Work to be completed –
Please turn the data from the line with "man in floral" to the line with "POLYGON ((572 257, 558" into a numbered list, leaving out blank lines.

╭─ Items

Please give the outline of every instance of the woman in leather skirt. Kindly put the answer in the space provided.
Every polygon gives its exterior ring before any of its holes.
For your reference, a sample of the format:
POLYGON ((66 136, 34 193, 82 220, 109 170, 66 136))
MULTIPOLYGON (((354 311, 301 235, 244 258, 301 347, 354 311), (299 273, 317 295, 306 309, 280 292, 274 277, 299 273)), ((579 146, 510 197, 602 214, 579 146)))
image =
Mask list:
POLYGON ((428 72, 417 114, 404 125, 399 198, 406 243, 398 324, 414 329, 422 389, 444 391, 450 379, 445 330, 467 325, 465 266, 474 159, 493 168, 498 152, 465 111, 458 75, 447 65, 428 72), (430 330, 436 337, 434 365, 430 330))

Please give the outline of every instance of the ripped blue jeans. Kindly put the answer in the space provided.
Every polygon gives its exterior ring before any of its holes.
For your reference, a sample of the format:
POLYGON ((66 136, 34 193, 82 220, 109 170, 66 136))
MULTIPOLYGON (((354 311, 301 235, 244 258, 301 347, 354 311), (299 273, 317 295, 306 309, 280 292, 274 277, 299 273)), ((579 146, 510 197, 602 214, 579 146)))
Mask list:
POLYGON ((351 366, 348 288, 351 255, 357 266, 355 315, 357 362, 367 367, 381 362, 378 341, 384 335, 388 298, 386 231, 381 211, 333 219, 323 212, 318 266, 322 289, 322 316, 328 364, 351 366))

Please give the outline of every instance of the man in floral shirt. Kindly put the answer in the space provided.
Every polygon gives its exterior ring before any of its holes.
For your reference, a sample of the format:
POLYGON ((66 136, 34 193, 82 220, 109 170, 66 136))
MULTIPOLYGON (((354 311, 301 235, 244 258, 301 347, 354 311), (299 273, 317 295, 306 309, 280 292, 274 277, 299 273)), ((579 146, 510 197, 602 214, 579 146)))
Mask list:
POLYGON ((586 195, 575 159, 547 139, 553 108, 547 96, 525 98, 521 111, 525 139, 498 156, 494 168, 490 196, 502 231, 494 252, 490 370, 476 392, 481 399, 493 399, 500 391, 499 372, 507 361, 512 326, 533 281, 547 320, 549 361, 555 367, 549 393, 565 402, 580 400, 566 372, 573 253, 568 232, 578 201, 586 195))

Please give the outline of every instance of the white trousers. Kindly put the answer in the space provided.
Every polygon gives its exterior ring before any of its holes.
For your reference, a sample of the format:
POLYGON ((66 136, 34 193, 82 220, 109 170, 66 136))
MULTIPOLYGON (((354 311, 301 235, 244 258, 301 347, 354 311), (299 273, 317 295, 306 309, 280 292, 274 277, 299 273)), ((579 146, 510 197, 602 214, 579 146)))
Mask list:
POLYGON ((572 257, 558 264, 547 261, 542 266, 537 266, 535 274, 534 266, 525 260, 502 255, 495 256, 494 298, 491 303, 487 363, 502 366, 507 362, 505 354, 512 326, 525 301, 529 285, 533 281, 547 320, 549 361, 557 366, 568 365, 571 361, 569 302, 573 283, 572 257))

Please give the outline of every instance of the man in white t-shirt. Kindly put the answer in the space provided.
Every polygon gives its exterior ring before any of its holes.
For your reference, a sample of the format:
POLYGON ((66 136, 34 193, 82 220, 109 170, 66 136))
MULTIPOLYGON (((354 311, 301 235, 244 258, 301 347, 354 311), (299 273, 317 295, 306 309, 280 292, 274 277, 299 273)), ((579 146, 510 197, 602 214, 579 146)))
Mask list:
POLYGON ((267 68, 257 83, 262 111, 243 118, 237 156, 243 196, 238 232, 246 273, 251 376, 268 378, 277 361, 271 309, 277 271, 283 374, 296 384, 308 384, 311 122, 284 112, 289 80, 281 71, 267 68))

╰─

Correct result –
1. Please give the outline of every instance of the man in floral shirt. Kindly put the answer in the space provided.
2. Every polygon gives its exterior ring before any of its holes.
3. For your reference, a sample of the format:
4. POLYGON ((66 136, 34 193, 82 220, 109 170, 66 136))
5. MULTIPOLYGON (((354 311, 301 235, 244 258, 301 347, 354 311), (299 273, 317 295, 306 309, 280 292, 274 277, 299 273)), ((579 146, 510 197, 602 214, 579 146)))
6. Mask list:
7. POLYGON ((586 195, 575 159, 547 139, 553 108, 547 96, 525 98, 521 111, 525 139, 498 156, 494 168, 490 196, 502 231, 494 252, 490 370, 476 392, 481 399, 493 399, 500 391, 499 372, 507 361, 512 326, 533 281, 547 320, 549 361, 555 367, 549 393, 565 402, 580 400, 566 372, 573 253, 568 232, 578 201, 586 195))
8. Please give the outline of every instance of the white trousers. Kindly put the answer in the space provided.
9. Every polygon gives its exterior ring before any of its holes.
10. For your reference, a sample of the format:
11. POLYGON ((66 136, 34 193, 82 220, 109 170, 66 136))
12. MULTIPOLYGON (((354 311, 301 235, 244 258, 301 347, 354 311), (299 273, 317 295, 306 309, 280 292, 274 277, 299 273)), ((579 146, 510 197, 602 214, 579 146)))
13. Mask list:
14. POLYGON ((572 257, 558 264, 547 261, 542 266, 537 266, 535 274, 534 266, 525 260, 502 255, 495 256, 494 298, 491 303, 487 363, 502 366, 507 362, 505 354, 512 326, 525 301, 529 285, 533 281, 547 320, 549 361, 557 366, 568 365, 571 361, 569 302, 573 283, 572 257))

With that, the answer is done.